## Exercise instructions
Please write out all of the entries exactly as they appear.
╭─ Dataset records
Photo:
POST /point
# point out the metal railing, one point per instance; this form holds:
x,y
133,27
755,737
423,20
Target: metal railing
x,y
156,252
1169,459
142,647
╰─
## Solution
Photo:
POST /point
# point out the metal railing, one point per instance; this form holds:
x,y
133,27
755,737
423,20
Target: metal railing
x,y
156,252
1169,459
142,647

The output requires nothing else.